#### The records:
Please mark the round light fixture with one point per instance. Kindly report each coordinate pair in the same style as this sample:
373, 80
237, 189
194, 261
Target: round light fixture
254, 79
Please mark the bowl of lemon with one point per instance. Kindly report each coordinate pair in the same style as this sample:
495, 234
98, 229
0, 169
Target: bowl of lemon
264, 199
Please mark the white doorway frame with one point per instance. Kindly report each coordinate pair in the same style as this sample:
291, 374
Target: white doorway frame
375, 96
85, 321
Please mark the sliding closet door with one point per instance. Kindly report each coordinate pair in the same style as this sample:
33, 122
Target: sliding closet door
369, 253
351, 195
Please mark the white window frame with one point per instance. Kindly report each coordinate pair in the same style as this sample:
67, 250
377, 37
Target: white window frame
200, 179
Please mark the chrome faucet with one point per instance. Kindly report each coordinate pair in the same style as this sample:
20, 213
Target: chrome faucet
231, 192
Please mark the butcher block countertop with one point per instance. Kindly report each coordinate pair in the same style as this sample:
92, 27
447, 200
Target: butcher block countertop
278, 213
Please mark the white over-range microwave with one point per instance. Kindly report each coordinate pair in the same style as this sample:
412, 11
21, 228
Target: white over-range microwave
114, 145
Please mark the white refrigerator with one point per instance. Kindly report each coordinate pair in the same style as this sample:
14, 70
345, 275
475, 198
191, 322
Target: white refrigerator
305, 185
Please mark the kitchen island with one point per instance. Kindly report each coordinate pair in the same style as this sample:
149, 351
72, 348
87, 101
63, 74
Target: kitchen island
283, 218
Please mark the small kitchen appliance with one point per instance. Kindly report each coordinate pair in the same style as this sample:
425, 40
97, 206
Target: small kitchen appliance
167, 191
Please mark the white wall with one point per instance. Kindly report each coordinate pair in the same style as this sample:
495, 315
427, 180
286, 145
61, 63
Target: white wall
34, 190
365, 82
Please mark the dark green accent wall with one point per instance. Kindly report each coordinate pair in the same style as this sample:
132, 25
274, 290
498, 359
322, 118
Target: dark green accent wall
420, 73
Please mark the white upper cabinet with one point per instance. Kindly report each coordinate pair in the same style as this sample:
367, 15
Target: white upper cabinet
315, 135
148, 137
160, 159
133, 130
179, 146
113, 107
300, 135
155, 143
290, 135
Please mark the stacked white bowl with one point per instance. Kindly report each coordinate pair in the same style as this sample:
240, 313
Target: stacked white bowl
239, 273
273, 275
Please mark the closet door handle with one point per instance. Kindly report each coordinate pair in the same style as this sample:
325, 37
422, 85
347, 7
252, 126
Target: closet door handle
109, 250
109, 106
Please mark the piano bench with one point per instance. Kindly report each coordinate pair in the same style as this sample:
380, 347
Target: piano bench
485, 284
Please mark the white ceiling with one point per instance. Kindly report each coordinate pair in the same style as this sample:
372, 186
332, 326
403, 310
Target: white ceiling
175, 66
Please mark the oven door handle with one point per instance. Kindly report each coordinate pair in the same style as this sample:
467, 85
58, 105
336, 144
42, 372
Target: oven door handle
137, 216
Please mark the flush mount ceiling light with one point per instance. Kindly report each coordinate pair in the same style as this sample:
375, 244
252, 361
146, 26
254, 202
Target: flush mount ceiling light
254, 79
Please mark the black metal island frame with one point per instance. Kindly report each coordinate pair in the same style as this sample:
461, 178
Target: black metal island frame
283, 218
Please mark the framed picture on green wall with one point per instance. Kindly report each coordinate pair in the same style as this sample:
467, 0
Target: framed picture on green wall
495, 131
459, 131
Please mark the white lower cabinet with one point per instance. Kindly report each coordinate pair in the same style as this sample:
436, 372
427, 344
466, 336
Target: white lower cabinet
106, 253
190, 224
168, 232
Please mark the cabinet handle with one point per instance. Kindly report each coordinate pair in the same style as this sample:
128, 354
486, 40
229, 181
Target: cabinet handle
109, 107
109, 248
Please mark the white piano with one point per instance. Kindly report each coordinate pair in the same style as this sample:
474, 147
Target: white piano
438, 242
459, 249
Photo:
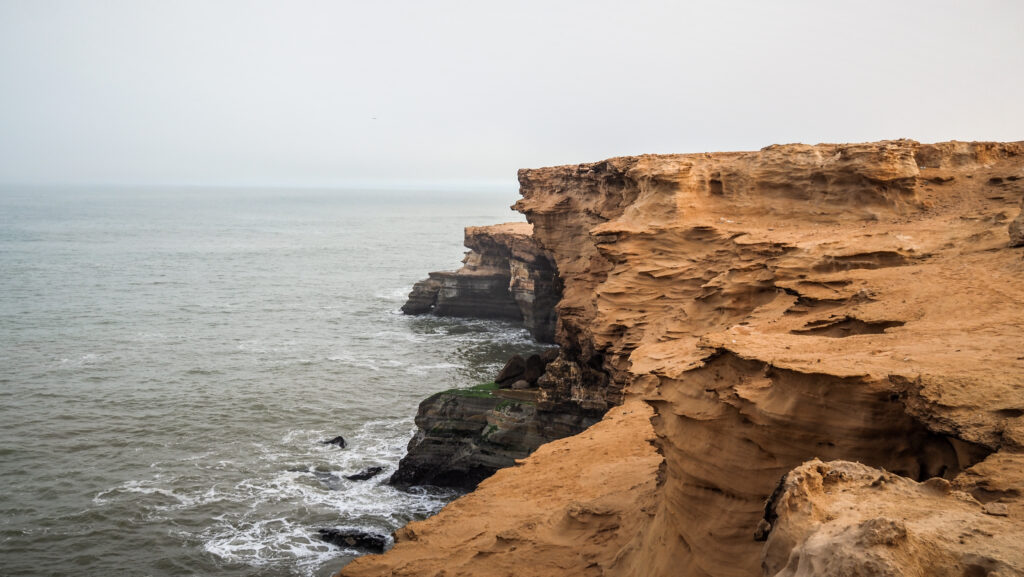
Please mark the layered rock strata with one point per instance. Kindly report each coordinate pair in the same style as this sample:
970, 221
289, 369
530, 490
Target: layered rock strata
505, 275
856, 302
464, 436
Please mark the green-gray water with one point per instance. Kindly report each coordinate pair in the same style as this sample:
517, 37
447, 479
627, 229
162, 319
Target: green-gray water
171, 361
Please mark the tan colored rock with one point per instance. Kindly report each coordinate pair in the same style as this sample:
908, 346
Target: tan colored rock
834, 301
840, 519
505, 275
1017, 228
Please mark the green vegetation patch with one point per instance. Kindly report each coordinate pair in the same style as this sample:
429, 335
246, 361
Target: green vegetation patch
478, 392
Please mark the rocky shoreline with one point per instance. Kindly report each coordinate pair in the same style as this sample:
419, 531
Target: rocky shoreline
844, 318
465, 435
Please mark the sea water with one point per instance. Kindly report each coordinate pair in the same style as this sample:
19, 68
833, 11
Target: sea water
171, 360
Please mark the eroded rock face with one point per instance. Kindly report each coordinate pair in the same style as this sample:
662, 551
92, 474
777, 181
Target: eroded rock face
464, 436
832, 301
844, 519
1017, 229
505, 276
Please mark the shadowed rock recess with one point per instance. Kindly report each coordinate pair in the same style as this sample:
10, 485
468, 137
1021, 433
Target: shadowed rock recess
811, 360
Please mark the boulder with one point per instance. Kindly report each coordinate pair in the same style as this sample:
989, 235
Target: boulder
355, 539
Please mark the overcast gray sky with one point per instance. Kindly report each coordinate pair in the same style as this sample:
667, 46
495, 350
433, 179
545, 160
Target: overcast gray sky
333, 93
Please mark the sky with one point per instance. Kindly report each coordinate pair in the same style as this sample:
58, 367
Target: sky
335, 93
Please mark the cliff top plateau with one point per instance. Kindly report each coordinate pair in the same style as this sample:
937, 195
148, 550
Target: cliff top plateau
810, 359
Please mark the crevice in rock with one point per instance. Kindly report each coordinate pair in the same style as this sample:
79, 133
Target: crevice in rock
846, 326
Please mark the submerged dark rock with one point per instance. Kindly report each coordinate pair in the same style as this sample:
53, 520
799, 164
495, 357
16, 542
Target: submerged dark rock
351, 538
464, 436
366, 474
512, 371
338, 441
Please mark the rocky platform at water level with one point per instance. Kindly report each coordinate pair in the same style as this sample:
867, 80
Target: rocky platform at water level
751, 313
505, 275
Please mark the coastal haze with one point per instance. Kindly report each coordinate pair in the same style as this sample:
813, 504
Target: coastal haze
172, 361
211, 212
344, 93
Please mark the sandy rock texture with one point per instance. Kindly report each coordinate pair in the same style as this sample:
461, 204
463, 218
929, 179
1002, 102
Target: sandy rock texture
505, 275
847, 519
856, 302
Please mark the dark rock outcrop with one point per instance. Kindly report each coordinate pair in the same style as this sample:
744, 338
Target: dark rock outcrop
350, 538
369, 472
464, 436
528, 370
506, 275
337, 441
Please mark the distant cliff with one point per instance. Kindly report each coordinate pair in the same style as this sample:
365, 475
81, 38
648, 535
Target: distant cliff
505, 275
754, 323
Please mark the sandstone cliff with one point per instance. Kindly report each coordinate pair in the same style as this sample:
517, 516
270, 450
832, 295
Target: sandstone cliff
505, 275
753, 312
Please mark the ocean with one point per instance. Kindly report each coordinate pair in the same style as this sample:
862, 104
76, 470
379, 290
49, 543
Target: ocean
171, 360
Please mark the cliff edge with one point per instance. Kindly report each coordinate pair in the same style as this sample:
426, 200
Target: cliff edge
815, 355
505, 275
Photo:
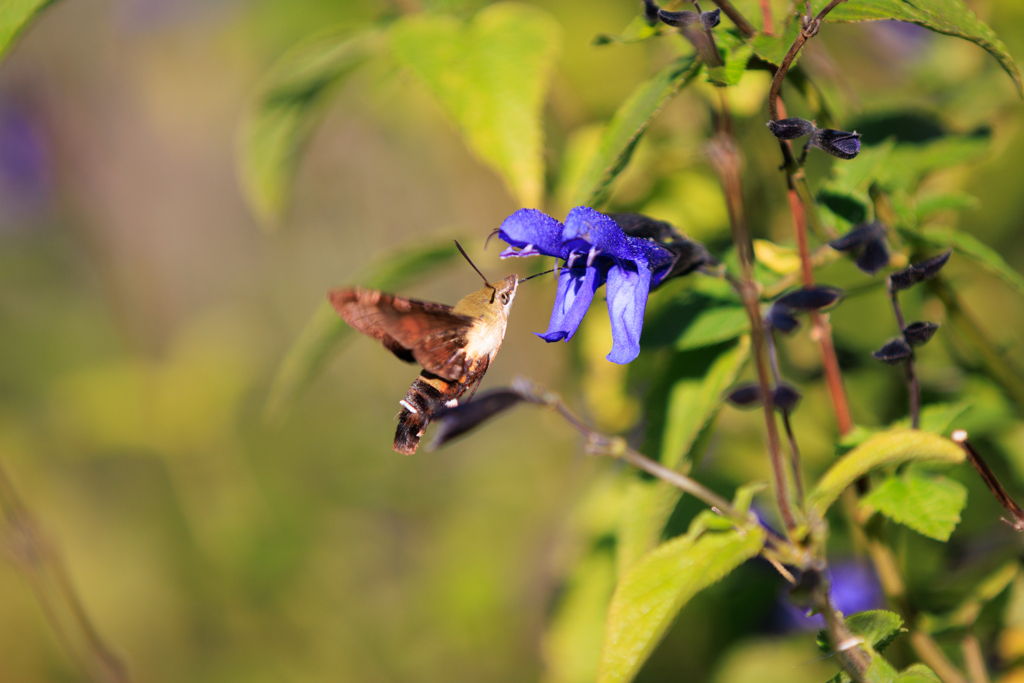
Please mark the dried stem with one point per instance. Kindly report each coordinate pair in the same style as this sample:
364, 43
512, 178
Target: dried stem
811, 28
960, 436
47, 575
998, 368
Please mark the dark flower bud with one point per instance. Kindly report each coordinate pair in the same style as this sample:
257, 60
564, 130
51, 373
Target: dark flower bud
837, 142
650, 11
916, 334
894, 352
873, 258
918, 272
811, 298
780, 316
868, 238
791, 129
712, 18
461, 419
785, 397
679, 19
745, 395
858, 237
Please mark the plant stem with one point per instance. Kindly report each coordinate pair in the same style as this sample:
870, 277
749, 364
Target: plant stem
809, 31
996, 365
724, 158
960, 436
600, 443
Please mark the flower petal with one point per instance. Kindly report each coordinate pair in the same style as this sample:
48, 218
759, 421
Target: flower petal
586, 227
576, 291
628, 291
529, 227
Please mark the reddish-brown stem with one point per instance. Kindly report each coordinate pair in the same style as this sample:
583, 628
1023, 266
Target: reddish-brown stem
820, 327
766, 16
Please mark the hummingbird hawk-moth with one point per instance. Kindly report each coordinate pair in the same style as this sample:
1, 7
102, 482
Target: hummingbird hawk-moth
454, 344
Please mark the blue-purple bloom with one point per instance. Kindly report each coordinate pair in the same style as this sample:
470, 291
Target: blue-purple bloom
595, 251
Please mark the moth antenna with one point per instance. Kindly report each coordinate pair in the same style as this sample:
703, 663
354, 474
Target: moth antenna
466, 256
522, 280
494, 290
493, 233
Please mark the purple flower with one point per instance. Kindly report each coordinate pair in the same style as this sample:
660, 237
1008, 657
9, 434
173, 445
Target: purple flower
595, 251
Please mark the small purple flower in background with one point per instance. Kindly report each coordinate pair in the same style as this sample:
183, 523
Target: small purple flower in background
855, 588
26, 176
595, 251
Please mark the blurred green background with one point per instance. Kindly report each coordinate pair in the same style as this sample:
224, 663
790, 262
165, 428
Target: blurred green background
143, 313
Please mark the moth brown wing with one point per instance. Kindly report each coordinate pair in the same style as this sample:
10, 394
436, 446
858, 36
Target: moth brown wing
422, 331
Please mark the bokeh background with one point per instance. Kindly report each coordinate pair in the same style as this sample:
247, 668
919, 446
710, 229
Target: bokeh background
143, 312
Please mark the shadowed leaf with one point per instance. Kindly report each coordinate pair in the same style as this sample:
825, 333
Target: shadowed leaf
629, 123
882, 450
14, 16
952, 17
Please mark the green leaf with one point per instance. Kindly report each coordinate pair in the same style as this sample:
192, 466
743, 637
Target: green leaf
713, 326
491, 76
735, 57
952, 17
14, 16
628, 124
773, 48
887, 449
692, 404
918, 673
289, 105
326, 331
572, 642
937, 418
650, 595
877, 627
694, 401
968, 245
909, 162
929, 505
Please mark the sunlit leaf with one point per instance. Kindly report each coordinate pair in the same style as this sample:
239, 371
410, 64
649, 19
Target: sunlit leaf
877, 627
491, 75
290, 103
952, 17
14, 16
938, 418
650, 595
918, 673
629, 123
970, 246
571, 644
692, 404
326, 331
882, 450
714, 326
927, 504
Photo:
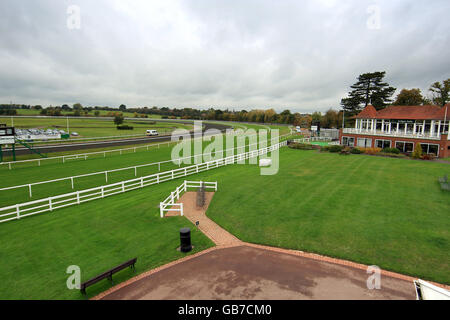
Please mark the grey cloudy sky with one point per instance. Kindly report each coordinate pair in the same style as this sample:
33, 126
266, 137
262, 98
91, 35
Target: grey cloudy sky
301, 55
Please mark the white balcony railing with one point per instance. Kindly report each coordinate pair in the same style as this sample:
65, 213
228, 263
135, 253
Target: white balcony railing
394, 133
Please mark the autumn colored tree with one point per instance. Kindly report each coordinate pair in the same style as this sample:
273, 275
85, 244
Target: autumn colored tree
409, 97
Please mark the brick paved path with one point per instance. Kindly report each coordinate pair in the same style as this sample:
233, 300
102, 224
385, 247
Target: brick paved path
218, 235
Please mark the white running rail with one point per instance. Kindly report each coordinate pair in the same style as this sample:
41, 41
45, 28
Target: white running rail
169, 203
26, 209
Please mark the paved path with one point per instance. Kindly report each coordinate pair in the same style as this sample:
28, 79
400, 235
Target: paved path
250, 273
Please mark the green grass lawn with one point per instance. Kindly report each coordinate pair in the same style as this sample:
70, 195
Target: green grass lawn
372, 210
96, 236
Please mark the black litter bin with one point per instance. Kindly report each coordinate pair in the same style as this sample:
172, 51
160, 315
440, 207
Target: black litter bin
185, 240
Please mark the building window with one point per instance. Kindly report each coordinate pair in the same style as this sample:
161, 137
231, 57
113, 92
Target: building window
364, 143
348, 141
405, 147
383, 144
430, 148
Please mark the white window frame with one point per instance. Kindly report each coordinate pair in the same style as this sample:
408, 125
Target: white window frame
414, 145
432, 144
390, 143
354, 140
357, 144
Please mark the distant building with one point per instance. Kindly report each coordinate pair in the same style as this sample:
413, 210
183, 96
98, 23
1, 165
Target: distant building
401, 127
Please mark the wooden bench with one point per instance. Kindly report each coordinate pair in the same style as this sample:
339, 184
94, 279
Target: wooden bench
108, 274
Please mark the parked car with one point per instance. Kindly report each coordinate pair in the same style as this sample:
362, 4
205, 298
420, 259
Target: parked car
152, 132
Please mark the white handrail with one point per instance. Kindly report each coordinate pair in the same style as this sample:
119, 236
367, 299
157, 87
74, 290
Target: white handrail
15, 212
170, 200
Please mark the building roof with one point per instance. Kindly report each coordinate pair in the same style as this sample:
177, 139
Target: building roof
427, 112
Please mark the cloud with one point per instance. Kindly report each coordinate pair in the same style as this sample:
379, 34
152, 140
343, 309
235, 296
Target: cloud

#### Set exercise:
Return exactly the lines of the data, and only those, from the line with "Please mark the white handrail" through the last line, inclusive.

#### Response to the exercise:
Please mark the white handrail with one point per instance. Kindly report each coordinate pair in the same style as this sample:
119, 236
367, 299
157, 87
74, 290
Target: white handrail
15, 212
170, 200
Please mark the building roof with one point per instance. Kindly report each coordinate pair in the same style as this sample:
177, 139
Target: building roof
427, 112
Please mark the cloud with one point per instance. Kindly report each coordinate pair in the same style as this sample:
379, 34
152, 140
343, 309
235, 296
Target: cloud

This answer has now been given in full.